What follows is a listing; restate every line of it word for word.
-- start of EXERCISE INPUT --
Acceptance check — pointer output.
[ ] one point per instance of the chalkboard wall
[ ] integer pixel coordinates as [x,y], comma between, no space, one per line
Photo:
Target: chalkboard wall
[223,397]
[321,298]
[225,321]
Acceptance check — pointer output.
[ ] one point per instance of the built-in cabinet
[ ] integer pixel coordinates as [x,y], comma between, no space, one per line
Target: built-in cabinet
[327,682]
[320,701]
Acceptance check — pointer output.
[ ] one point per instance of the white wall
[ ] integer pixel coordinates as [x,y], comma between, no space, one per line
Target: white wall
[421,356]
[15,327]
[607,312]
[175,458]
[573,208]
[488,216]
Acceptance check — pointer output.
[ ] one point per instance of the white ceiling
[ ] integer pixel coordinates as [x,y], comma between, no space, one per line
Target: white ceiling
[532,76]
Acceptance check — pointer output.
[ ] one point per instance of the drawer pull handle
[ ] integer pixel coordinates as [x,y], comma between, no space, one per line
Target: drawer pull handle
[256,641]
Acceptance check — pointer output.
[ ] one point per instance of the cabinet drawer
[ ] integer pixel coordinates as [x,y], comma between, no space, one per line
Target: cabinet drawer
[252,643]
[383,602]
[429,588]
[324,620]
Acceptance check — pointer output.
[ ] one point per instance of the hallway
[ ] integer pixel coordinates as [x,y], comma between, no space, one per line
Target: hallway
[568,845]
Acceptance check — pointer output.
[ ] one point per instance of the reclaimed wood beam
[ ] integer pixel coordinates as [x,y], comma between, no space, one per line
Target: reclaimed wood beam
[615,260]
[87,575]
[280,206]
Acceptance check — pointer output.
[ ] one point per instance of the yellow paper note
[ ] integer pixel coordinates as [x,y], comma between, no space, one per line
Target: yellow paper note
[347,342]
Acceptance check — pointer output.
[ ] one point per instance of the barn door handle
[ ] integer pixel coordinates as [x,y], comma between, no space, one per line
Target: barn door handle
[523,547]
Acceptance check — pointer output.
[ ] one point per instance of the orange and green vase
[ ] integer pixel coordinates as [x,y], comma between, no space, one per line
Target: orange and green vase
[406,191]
-- end of EXERCISE INPUT --
● IN RESPONSE:
Acceptance check — pointer output.
[ ] one point per instance of the chalkboard wall
[ ] integer pixel coordinates as [x,y], comma between, no space, one per line
Photo:
Target: chalkboard wall
[223,397]
[321,298]
[225,321]
Acceptance check — pointer output.
[ ] one point per instance of the built-in cabinet
[ ] integer pixel coordinates as [x,y], comma between, no space, one per line
Target: built-in cabinet
[327,682]
[320,701]
Acceptance check — pointer output.
[ ] one point per instance of the white wall
[ ] integer pixel coordinates as [x,y], comma between, no space, one per line
Target: white wall
[421,356]
[15,327]
[607,312]
[175,458]
[573,208]
[488,216]
Acceptance check — pointer output.
[ ] one point per instance of the white ceiling
[ ] integer pixel coordinates as [x,y], comma between, no space, one per line
Target: white ceiling
[532,76]
Acceptance check — pointer output.
[ ] one point per instance of the drawer pull handle
[ ] integer pixel coordinates as [x,y], comma between, no space, one per line
Target: drawer pull handle
[256,641]
Acceptance check — pointer output.
[ ] one point per instance of the cabinet drawer
[ ] integer pixel coordinates as [x,y], comma between, no space, one per line
Target: cabinet drawer
[252,643]
[383,602]
[429,588]
[324,620]
Acceptance check — pointer output.
[ ] one point per instance of the hallway
[ ] integer pixel coordinates as [x,y], comma between, no space, one per line
Target: hallway
[568,845]
Acceptance check — pointer output.
[ ] one point per instance of the reclaimed wood beam
[ ] integer pixel coordinates as [x,y], comma between, no space, one per line
Target: reclaimed wood beam
[615,260]
[87,575]
[280,206]
Acceptance check — pointer output.
[ ] one point per instance of the yellow paper note
[ ] integer pixel coordinates as [x,y], comma between, no space, one per line
Target: yellow paper note
[347,342]
Acceptance check — pointer output.
[ ] one point per instance of the barn door handle
[ ] integer pixel coordinates as [x,y], comma between, no space, one per line
Target: barn door handle
[523,547]
Acceptance check — pointer output.
[ ] one point per instance of the orange and green vase
[ ] integer pixel coordinates as [x,y], comma between, no space, one per line
Target: orange and green vase
[406,191]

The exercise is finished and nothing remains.